+++ Extracted entries

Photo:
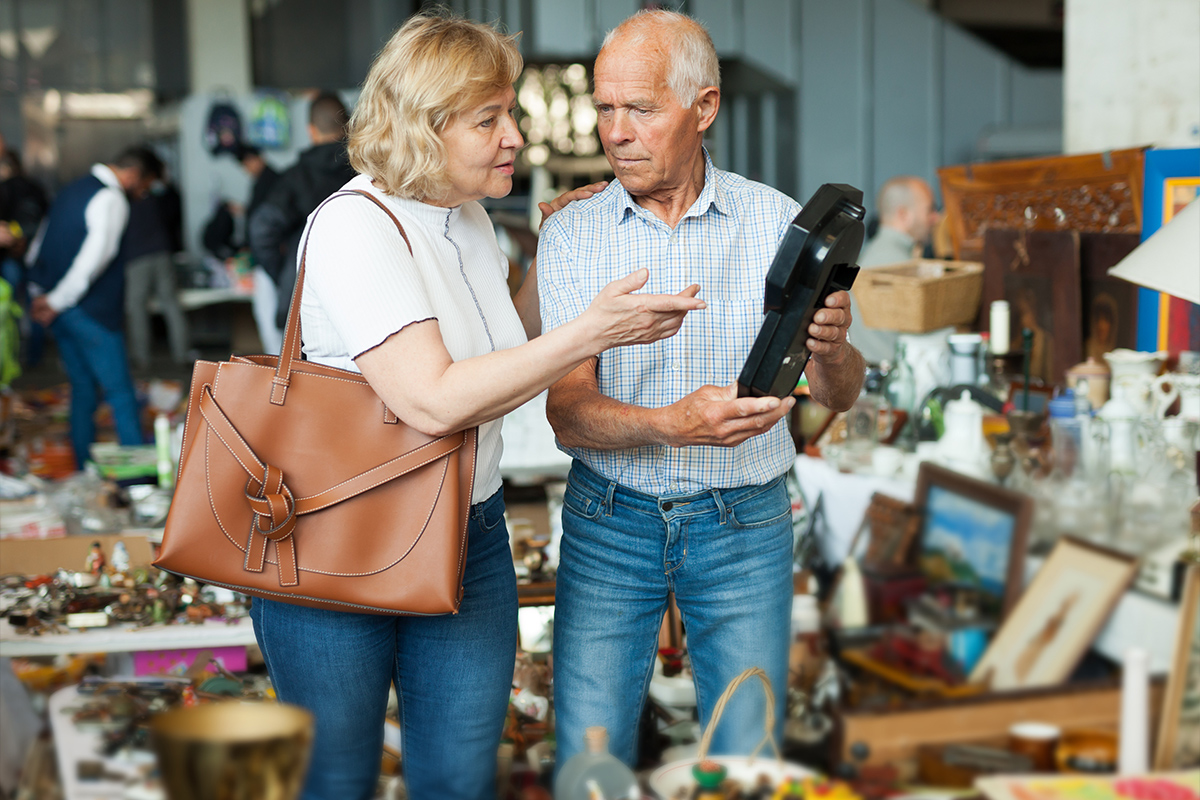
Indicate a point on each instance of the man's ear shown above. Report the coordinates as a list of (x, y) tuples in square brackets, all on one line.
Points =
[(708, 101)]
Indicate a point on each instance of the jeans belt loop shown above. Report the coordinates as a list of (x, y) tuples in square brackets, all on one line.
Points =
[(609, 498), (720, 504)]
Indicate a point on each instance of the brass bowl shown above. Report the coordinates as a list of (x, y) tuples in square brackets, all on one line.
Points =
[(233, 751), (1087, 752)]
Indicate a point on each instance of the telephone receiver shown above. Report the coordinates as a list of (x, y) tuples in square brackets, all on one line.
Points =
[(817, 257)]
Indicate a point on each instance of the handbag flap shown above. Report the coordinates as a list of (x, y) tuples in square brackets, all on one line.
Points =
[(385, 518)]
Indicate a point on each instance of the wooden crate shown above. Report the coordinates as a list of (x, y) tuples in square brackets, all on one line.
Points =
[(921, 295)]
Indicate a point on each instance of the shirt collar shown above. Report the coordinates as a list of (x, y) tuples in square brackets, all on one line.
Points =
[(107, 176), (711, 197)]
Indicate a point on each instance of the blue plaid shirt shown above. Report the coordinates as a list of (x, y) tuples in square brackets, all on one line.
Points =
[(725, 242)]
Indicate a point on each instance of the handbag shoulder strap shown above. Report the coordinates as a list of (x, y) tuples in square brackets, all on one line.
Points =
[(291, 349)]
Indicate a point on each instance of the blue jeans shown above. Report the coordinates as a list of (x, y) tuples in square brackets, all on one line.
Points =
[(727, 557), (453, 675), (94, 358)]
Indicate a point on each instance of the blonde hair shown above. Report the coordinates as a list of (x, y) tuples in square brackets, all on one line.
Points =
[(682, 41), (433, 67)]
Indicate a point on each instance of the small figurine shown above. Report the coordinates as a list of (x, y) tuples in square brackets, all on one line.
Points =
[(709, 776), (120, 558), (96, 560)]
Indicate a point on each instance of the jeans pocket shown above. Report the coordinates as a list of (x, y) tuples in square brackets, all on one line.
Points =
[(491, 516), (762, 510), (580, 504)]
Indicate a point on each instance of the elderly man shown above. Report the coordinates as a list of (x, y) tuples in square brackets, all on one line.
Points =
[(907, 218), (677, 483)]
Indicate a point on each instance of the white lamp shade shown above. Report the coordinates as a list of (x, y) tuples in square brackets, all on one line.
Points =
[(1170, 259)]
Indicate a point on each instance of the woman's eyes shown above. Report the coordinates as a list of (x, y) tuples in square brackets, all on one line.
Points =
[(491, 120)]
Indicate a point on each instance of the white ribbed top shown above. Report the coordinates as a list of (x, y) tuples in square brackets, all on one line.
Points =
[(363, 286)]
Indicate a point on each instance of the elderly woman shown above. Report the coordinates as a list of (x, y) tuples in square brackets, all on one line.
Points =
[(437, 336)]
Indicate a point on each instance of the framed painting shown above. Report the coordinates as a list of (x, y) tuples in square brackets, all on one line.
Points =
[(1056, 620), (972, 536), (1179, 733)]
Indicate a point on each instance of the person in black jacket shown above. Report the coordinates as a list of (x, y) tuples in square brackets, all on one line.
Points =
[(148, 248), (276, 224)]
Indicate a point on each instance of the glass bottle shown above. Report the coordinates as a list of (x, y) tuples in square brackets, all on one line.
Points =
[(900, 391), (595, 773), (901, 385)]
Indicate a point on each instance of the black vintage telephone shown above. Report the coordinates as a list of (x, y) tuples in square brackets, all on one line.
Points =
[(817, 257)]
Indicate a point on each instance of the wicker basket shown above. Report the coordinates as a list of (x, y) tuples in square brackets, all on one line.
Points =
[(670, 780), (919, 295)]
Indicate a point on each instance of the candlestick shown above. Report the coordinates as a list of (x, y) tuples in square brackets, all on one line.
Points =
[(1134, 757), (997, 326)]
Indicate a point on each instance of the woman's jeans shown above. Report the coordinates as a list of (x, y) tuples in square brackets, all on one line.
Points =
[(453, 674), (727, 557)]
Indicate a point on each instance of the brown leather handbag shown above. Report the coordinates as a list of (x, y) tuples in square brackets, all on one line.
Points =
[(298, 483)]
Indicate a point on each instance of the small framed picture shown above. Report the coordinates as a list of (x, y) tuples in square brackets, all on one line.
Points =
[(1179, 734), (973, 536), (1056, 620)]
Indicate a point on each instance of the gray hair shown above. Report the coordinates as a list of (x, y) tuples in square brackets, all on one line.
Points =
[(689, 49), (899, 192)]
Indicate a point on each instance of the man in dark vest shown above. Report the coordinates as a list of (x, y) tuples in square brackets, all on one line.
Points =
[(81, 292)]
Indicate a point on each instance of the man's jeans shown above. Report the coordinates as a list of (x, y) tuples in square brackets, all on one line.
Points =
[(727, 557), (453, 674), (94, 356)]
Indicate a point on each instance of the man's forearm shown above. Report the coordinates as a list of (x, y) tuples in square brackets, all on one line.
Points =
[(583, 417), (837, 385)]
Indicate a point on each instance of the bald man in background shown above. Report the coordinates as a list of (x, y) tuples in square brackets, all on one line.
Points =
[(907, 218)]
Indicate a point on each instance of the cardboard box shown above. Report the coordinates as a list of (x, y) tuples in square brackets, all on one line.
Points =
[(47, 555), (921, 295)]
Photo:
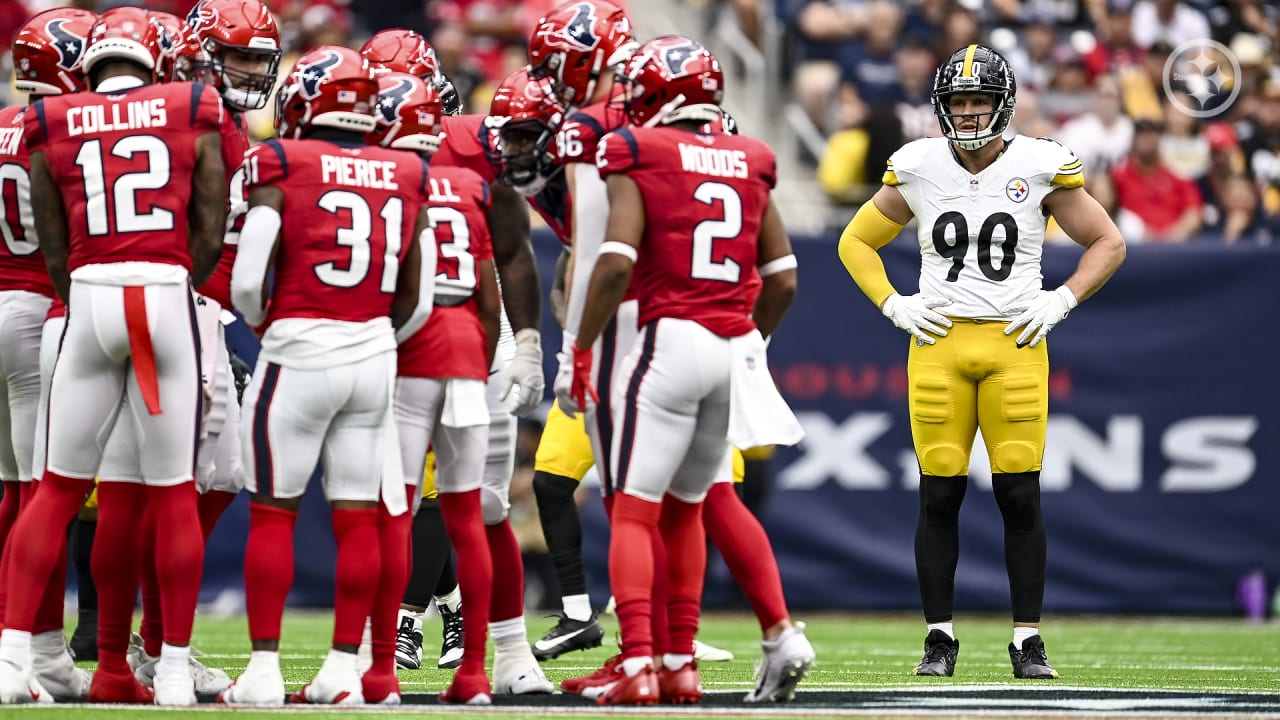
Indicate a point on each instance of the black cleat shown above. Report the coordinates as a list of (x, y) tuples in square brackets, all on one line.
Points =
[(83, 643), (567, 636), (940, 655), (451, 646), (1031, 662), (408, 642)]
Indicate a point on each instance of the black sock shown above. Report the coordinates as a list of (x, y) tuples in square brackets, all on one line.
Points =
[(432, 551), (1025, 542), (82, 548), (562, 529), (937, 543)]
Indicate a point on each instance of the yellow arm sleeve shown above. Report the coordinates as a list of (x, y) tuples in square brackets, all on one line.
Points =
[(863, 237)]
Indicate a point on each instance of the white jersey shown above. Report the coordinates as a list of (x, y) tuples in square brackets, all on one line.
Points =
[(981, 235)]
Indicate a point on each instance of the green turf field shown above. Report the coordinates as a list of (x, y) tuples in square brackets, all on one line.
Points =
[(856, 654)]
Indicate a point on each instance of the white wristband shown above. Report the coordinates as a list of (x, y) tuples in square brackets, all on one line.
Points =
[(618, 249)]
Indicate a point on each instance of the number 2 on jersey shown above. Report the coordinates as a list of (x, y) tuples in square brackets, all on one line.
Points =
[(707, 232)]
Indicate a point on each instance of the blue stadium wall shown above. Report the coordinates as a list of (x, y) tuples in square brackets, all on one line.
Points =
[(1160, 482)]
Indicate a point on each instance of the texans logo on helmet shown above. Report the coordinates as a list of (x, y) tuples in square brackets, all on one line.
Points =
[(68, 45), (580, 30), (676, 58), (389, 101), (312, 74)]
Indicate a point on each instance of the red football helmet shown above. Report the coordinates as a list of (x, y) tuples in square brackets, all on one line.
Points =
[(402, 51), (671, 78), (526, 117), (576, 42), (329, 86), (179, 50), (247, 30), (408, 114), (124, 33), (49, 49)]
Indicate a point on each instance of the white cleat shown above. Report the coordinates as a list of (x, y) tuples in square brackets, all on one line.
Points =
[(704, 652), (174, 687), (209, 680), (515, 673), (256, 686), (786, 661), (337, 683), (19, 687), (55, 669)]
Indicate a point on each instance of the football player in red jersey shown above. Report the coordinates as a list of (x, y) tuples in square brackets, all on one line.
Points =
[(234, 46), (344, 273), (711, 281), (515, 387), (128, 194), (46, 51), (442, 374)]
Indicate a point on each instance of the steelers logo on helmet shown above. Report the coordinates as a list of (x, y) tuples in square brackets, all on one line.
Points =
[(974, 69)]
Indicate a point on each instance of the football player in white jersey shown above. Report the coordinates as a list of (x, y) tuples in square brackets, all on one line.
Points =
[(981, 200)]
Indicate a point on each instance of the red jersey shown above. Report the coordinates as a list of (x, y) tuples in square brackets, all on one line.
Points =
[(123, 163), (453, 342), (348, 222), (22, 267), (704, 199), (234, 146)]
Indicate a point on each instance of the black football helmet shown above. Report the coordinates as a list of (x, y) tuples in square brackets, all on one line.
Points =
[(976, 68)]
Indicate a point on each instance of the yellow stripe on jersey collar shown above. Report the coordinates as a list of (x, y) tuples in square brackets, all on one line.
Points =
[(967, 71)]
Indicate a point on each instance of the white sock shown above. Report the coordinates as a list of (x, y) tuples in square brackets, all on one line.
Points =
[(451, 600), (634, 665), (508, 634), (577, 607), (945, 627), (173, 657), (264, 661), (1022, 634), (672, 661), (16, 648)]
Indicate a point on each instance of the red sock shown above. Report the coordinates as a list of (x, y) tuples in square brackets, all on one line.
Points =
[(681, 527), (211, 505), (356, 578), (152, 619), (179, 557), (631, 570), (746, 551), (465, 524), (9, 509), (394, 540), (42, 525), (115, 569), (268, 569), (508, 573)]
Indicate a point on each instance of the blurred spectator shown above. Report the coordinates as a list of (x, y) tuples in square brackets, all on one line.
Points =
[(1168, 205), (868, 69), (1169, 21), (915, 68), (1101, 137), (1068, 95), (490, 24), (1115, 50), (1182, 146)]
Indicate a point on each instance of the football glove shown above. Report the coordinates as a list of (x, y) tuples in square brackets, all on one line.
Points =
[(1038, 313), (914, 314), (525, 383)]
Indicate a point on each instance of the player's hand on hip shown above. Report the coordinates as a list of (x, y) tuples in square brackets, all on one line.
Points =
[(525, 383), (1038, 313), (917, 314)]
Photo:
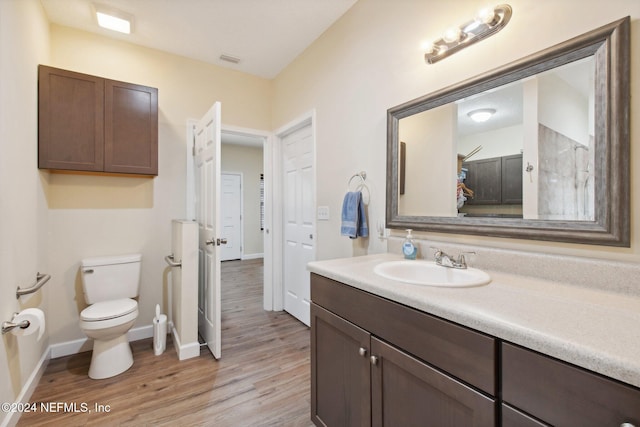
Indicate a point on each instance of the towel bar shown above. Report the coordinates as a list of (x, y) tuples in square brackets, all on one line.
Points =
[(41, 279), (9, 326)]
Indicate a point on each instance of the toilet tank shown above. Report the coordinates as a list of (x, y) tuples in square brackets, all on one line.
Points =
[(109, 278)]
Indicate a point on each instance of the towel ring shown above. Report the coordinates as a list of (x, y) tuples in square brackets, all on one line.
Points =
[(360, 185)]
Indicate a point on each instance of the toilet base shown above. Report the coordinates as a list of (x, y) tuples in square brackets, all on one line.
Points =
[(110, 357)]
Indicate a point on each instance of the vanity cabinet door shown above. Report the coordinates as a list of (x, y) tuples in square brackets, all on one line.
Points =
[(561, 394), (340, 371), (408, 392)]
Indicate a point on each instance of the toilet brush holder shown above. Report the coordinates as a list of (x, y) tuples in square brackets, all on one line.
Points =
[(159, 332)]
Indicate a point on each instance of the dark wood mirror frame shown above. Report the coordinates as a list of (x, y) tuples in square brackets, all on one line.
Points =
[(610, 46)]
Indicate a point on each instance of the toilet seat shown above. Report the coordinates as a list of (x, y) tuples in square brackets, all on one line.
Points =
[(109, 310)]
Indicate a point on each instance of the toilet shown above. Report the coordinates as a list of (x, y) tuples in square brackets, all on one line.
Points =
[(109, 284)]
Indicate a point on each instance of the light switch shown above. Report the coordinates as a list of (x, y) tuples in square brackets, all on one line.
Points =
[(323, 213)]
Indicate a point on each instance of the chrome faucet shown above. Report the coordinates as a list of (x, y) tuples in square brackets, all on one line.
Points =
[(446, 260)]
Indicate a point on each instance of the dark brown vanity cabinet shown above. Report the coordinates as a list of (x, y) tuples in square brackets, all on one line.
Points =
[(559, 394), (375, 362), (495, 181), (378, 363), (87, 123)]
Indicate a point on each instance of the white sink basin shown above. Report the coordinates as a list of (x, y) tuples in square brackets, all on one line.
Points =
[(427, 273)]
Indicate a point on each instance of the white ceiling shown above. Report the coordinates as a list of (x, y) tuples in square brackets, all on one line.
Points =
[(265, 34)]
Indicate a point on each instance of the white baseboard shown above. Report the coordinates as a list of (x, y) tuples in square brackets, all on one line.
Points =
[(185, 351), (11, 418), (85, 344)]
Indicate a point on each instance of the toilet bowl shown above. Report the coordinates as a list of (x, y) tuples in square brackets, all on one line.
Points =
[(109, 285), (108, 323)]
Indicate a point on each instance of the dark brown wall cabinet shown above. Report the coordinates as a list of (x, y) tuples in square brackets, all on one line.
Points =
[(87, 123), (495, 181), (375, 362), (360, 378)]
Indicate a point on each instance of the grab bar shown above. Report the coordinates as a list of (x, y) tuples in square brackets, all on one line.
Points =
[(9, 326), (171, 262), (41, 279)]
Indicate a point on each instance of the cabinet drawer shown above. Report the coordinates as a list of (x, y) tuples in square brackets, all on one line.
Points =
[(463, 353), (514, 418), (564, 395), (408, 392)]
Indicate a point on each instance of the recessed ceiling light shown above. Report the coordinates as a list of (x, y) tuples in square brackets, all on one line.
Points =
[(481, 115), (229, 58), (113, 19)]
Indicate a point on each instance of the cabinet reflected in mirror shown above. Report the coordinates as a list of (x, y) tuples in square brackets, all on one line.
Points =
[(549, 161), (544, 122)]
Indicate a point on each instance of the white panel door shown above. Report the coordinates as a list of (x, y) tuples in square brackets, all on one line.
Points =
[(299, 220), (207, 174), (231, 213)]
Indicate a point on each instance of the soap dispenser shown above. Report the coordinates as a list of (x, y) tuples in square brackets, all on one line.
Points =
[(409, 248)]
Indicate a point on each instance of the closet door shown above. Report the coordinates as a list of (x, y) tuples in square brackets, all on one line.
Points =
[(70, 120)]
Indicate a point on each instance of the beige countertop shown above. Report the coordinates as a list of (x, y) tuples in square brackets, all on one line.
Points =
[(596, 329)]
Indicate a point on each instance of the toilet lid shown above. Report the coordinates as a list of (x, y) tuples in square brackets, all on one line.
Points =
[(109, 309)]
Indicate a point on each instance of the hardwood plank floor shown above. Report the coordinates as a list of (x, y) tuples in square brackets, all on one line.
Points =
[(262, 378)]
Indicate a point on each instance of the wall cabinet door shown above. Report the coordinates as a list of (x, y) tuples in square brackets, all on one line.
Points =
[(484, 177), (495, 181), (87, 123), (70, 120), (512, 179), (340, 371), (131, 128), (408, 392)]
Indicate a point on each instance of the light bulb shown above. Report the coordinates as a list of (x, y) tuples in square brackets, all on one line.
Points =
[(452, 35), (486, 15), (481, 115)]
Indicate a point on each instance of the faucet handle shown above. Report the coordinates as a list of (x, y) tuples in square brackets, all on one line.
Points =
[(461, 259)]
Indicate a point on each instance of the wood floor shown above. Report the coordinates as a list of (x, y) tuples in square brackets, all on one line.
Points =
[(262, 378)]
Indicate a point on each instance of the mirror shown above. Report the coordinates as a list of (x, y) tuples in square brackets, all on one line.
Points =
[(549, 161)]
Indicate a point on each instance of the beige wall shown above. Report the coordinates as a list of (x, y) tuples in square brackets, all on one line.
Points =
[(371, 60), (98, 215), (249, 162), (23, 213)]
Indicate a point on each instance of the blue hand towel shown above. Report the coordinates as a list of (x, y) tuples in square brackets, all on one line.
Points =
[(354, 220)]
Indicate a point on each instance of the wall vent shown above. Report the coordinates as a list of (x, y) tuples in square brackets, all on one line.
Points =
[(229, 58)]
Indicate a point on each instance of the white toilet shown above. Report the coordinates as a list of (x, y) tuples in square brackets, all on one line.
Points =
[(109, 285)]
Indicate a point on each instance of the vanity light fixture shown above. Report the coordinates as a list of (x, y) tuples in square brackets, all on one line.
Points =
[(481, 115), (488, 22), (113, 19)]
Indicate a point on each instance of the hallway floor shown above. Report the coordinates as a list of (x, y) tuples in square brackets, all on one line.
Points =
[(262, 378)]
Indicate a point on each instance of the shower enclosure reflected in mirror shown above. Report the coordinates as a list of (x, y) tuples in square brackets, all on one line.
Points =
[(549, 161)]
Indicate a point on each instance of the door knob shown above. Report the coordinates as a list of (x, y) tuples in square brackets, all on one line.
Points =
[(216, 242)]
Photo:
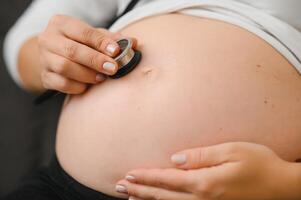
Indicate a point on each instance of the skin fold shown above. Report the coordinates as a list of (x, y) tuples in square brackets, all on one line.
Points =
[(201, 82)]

++++++

> [Exercise goal]:
Convert the stretch from the start of the entries through the line containing "[(708, 101)]" into a numbered list, omitting blank lines. Leave the pictures out of the answer.

> [Output of the task]:
1. Photo:
2. Indicate a point on each instance of the man's ear shown above. Report the coordinates as a list of (x, y) tuples in square brackets, all on one line.
3. Points =
4. [(708, 101)]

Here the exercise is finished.